Material provided:
|---|

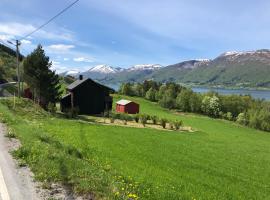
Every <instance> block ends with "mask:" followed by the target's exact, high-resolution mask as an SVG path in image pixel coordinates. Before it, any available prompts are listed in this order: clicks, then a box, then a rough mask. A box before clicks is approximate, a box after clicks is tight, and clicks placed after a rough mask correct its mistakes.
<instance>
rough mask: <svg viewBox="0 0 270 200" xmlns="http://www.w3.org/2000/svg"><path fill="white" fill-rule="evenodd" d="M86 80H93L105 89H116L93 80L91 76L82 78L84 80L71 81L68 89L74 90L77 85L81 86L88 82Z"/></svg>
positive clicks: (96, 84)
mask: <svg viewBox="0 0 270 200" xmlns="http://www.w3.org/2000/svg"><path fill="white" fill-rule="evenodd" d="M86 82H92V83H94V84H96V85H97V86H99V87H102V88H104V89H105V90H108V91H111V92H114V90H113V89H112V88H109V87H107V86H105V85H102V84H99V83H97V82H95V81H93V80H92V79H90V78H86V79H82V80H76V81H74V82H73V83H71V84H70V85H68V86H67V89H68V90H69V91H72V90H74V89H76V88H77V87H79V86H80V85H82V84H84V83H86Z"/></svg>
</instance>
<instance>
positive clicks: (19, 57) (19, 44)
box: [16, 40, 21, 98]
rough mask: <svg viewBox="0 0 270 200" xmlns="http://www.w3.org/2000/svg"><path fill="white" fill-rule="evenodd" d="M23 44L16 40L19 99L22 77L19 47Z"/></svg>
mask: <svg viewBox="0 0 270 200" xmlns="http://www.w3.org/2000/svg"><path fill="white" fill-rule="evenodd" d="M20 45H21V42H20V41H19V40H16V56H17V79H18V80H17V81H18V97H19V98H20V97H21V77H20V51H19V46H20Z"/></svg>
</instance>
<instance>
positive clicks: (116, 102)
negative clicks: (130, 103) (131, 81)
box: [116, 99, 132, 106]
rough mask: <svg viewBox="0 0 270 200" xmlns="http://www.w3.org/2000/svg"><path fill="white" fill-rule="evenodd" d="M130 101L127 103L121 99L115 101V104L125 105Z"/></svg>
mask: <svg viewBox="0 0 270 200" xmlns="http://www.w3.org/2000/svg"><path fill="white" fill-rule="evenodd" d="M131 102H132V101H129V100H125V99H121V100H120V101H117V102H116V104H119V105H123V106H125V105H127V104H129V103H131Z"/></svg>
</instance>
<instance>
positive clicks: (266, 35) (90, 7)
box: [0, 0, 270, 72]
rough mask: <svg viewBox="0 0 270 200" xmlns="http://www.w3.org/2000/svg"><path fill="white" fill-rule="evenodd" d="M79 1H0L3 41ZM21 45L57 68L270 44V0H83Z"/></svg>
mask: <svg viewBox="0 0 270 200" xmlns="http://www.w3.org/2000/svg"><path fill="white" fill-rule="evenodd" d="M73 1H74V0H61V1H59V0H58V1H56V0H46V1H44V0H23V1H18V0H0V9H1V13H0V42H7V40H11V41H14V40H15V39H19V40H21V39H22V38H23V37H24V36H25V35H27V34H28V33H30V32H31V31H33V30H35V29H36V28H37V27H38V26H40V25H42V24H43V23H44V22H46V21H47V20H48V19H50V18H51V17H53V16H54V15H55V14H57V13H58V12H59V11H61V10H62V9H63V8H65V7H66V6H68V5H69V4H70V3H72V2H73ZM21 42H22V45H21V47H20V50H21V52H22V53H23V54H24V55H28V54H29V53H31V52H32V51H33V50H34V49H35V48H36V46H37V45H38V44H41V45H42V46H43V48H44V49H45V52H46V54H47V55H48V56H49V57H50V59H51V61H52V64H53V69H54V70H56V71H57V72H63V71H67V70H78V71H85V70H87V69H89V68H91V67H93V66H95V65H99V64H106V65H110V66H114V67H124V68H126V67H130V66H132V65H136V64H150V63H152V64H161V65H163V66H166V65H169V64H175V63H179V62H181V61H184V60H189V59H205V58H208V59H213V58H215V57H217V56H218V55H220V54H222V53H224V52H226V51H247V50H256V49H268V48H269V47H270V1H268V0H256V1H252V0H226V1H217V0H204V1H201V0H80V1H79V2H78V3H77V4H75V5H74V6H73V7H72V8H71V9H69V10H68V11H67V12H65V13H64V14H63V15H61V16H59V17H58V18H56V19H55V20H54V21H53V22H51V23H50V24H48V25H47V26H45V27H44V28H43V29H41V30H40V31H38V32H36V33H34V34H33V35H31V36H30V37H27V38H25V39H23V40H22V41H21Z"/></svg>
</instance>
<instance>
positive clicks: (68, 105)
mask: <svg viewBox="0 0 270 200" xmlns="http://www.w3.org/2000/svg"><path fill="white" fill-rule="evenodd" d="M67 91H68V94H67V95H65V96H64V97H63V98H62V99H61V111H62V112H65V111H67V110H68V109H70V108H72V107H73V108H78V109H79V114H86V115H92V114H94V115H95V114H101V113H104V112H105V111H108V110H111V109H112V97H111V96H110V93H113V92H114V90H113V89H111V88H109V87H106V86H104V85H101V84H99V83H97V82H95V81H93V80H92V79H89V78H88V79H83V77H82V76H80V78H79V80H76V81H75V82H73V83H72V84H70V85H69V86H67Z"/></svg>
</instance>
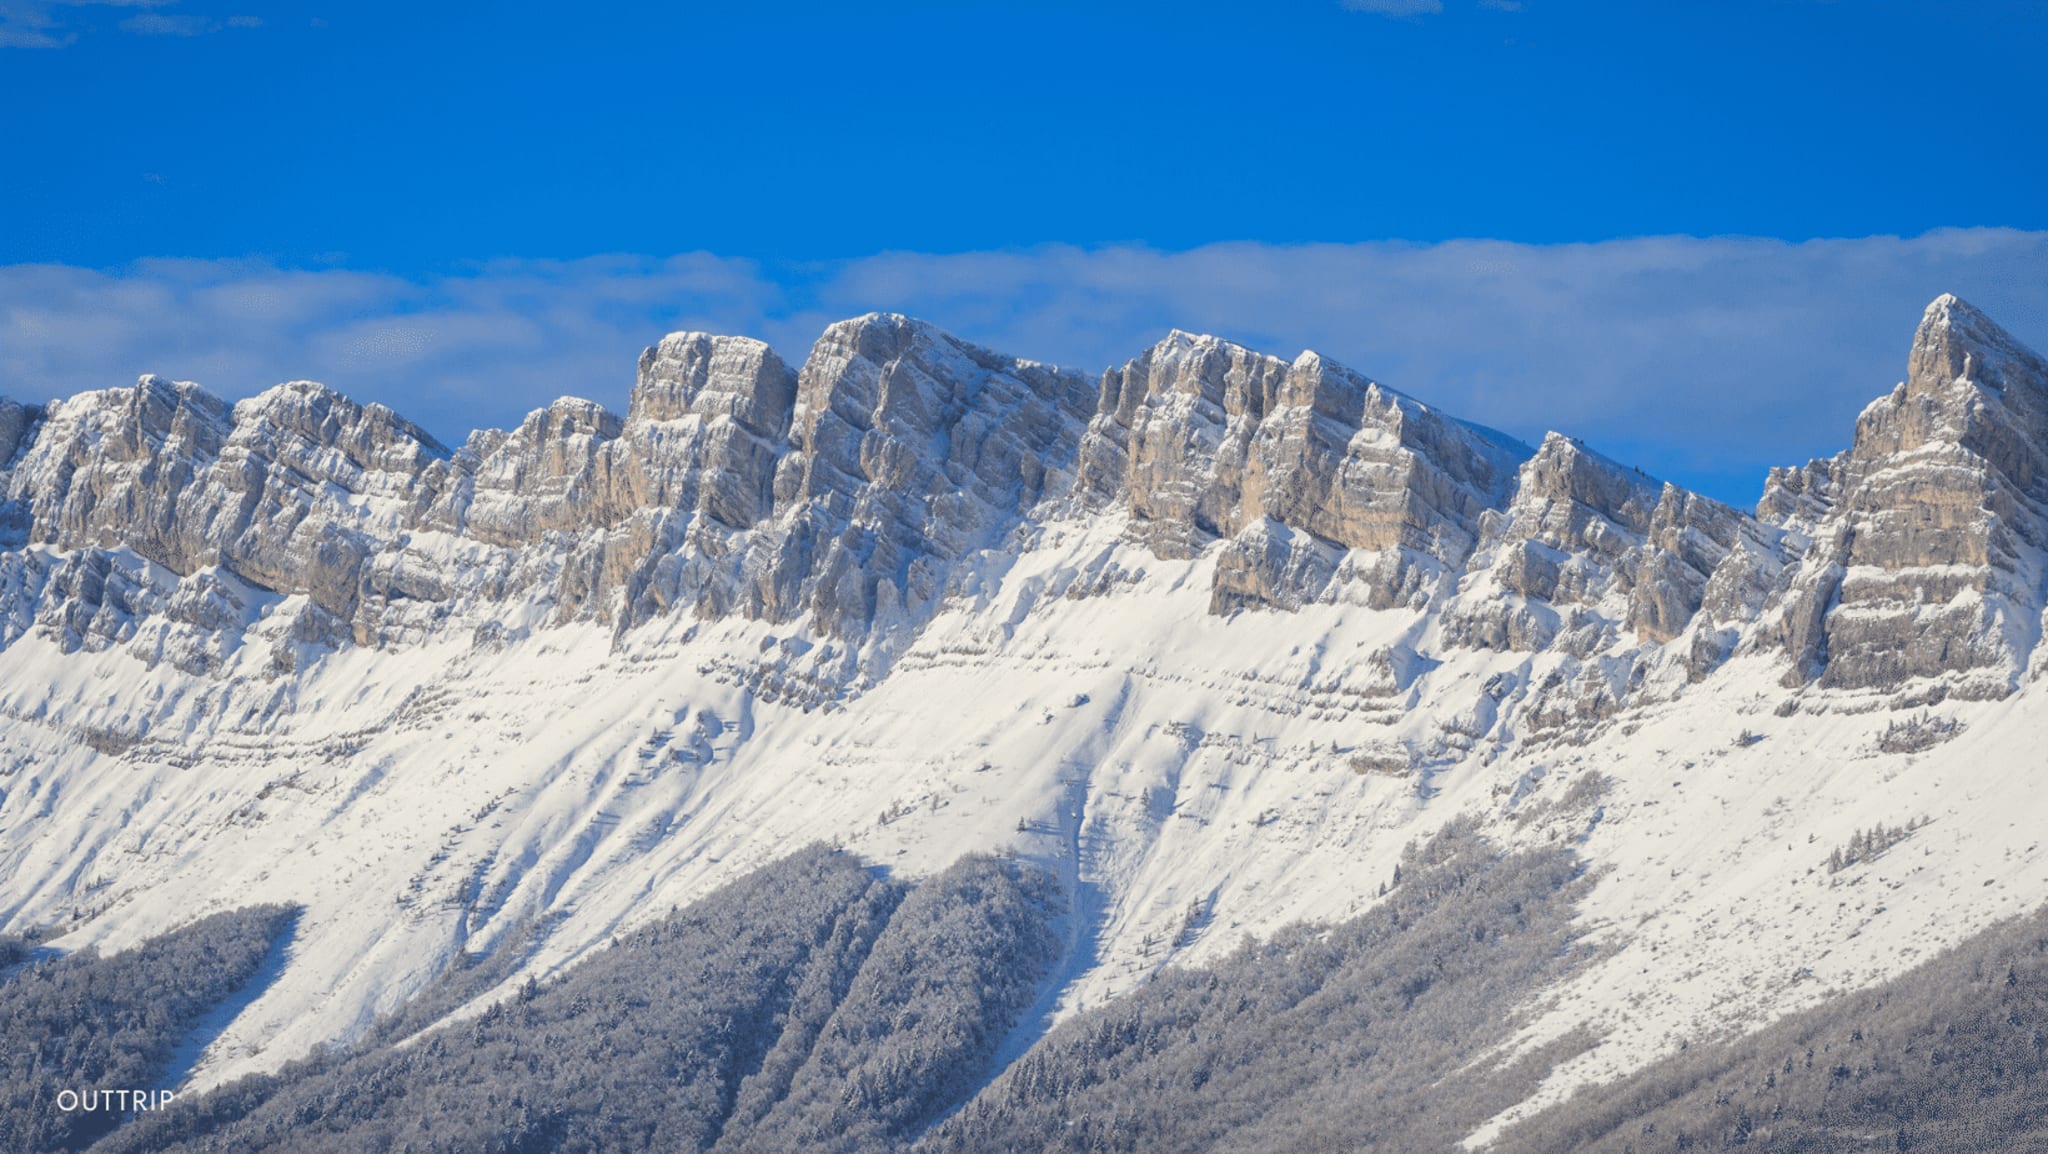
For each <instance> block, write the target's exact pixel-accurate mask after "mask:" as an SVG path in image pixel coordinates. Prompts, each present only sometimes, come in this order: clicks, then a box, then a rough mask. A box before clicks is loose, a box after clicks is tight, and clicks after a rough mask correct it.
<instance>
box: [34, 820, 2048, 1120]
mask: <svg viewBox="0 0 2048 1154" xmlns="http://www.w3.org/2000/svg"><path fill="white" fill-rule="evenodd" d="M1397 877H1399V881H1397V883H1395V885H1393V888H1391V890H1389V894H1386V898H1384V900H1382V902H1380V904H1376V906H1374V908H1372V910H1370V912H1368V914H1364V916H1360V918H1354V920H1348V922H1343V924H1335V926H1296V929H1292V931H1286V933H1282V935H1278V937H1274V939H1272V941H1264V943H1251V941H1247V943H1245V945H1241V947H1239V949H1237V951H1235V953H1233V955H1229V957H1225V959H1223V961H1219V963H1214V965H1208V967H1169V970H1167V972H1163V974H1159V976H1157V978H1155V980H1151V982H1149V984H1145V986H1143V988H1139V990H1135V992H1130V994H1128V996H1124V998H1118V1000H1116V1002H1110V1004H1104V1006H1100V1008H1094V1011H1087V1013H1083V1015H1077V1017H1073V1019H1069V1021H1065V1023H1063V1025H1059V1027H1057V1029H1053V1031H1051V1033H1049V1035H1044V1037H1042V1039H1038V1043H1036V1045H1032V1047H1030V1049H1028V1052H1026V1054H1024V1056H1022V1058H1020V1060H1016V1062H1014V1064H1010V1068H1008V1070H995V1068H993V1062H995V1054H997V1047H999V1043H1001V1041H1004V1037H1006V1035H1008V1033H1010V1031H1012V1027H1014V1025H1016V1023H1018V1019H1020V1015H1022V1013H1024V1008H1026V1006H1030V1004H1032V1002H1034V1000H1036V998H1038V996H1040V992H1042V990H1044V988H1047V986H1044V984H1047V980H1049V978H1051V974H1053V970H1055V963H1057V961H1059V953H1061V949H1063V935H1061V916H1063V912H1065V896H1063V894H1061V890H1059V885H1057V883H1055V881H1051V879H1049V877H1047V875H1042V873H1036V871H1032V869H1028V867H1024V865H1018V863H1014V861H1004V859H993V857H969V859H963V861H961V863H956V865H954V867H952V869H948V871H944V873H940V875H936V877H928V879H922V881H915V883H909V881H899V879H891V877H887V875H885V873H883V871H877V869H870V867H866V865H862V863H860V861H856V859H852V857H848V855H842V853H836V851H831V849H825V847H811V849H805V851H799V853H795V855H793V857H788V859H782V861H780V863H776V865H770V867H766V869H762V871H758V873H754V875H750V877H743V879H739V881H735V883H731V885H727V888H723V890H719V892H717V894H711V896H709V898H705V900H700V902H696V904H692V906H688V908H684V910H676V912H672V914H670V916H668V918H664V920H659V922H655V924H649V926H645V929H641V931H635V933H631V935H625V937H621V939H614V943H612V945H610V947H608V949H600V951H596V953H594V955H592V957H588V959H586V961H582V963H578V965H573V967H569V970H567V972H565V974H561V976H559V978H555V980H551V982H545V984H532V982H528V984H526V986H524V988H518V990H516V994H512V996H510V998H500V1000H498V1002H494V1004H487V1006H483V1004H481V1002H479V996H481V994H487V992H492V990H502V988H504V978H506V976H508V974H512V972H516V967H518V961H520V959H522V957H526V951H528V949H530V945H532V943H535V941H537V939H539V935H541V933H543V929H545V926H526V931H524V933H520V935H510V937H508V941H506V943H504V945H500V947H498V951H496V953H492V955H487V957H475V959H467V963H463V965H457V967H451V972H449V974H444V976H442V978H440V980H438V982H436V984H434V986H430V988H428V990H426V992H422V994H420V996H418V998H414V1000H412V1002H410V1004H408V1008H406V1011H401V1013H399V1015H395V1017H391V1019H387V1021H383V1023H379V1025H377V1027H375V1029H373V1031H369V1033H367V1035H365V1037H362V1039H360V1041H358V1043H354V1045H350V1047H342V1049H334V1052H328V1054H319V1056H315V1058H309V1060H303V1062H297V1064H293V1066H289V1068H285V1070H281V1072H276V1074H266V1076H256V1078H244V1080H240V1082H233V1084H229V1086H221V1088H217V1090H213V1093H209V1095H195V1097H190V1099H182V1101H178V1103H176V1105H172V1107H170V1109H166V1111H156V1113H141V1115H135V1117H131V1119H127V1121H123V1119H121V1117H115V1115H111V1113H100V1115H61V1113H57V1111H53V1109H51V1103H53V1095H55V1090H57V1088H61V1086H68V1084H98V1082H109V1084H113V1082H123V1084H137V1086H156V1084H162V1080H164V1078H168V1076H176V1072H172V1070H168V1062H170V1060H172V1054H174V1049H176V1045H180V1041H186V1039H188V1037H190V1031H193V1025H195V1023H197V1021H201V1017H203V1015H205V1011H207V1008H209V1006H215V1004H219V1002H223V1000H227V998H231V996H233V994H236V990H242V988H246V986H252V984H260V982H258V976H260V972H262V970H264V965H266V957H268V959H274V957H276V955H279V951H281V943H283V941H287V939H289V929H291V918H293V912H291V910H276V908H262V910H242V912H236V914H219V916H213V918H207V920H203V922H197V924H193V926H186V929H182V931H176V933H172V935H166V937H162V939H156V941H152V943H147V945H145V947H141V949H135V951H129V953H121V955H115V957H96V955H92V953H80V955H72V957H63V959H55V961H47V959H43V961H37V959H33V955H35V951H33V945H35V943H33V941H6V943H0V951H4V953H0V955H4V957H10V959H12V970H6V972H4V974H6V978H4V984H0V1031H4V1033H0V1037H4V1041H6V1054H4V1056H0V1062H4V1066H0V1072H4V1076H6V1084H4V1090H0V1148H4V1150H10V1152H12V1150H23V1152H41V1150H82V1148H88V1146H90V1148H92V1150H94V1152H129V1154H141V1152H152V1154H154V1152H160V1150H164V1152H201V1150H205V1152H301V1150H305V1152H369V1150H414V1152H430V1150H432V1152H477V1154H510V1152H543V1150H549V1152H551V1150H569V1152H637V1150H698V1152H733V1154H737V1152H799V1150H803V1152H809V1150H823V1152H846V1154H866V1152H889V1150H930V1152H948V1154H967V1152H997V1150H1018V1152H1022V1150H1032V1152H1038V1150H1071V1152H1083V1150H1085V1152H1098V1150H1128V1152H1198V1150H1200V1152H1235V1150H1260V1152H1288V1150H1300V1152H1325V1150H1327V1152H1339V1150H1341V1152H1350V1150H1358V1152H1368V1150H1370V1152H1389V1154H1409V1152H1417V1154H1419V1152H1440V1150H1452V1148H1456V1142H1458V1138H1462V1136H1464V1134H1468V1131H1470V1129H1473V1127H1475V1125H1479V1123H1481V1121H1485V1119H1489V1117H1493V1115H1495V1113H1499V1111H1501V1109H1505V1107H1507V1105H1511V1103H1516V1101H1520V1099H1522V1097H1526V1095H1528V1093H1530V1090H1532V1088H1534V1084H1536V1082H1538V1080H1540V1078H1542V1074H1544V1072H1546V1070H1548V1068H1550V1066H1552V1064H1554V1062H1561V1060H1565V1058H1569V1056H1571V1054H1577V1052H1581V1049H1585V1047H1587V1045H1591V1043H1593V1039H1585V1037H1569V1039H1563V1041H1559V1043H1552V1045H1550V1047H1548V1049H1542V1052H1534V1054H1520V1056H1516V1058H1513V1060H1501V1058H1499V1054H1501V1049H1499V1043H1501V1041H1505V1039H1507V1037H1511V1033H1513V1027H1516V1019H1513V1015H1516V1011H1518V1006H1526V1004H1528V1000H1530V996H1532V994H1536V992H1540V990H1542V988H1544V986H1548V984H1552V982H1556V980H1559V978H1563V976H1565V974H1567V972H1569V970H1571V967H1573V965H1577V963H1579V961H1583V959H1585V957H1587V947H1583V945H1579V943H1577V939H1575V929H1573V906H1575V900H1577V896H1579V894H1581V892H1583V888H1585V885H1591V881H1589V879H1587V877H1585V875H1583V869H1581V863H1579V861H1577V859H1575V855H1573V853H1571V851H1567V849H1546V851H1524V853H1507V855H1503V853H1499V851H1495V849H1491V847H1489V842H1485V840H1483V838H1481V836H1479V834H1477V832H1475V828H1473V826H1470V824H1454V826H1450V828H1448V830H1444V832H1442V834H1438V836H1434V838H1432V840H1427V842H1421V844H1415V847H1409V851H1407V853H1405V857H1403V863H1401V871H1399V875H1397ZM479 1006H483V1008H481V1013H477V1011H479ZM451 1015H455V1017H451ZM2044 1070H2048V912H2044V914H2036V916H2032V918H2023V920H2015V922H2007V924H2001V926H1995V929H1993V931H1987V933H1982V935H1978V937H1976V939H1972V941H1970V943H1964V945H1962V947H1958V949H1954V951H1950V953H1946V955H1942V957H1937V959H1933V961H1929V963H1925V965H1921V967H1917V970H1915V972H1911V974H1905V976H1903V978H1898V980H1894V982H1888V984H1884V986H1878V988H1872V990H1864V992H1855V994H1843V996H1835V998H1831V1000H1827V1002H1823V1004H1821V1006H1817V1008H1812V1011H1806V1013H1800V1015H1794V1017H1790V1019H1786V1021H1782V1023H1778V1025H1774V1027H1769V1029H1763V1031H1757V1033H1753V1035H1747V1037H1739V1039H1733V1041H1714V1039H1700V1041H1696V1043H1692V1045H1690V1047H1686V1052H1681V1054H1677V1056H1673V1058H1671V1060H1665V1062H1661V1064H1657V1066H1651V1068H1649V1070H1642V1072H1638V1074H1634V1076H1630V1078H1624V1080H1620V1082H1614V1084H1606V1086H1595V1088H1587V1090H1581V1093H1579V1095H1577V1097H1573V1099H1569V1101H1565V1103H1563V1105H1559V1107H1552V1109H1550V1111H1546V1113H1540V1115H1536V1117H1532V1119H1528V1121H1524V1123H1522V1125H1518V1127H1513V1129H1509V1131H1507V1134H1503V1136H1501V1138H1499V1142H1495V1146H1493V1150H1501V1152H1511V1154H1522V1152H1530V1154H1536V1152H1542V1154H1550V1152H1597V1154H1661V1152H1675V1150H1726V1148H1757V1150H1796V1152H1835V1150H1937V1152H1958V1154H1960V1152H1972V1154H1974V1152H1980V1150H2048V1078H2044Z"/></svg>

|---|

Arrange the lines that begin with the one containing "44L16 40L19 99L22" and end with the one containing "box: [0, 0, 270, 72]", both included, as a Markdown table with the columns No. and Line. Number each line and leave out any blank lines.

Exercise solution:
| No. | Line |
|---|---|
| 1 | rough mask: <svg viewBox="0 0 270 200" xmlns="http://www.w3.org/2000/svg"><path fill="white" fill-rule="evenodd" d="M23 44L16 40L19 99L22 77L19 47Z"/></svg> |
| 2 | mask: <svg viewBox="0 0 270 200" xmlns="http://www.w3.org/2000/svg"><path fill="white" fill-rule="evenodd" d="M20 45H21V42H20V41H19V40H16V56H17V79H18V80H17V81H18V97H19V98H20V97H21V77H20V51H19V46H20Z"/></svg> |
| 3 | </instance> |
| 4 | <instance> |
| 5 | positive clicks: (116, 102) |
| 6 | negative clicks: (130, 103) (131, 81) |
| 7 | box: [116, 99, 132, 106] |
| 8 | rough mask: <svg viewBox="0 0 270 200" xmlns="http://www.w3.org/2000/svg"><path fill="white" fill-rule="evenodd" d="M130 101L127 103L121 99L115 101V104L125 105Z"/></svg> |
| 9 | mask: <svg viewBox="0 0 270 200" xmlns="http://www.w3.org/2000/svg"><path fill="white" fill-rule="evenodd" d="M131 102H132V101H129V100H125V99H121V100H120V101H117V102H116V104H119V105H123V106H125V105H127V104H129V103H131Z"/></svg> |
| 10 | </instance> |
| 11 | <instance> |
| 12 | positive clicks: (266, 35) (90, 7) |
| 13 | box: [0, 0, 270, 72] |